Task directions:
Each entry needs to be retyped exactly.

Point localization data:
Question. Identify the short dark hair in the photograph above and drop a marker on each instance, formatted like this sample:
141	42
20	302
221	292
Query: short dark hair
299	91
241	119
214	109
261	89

Completed task:
Question. Identify the short dark hair in the photograph above and drop a marker on each instance, formatted like this sample:
141	42
20	302
221	292
Query: short dark hair
299	91
241	119
214	109
261	89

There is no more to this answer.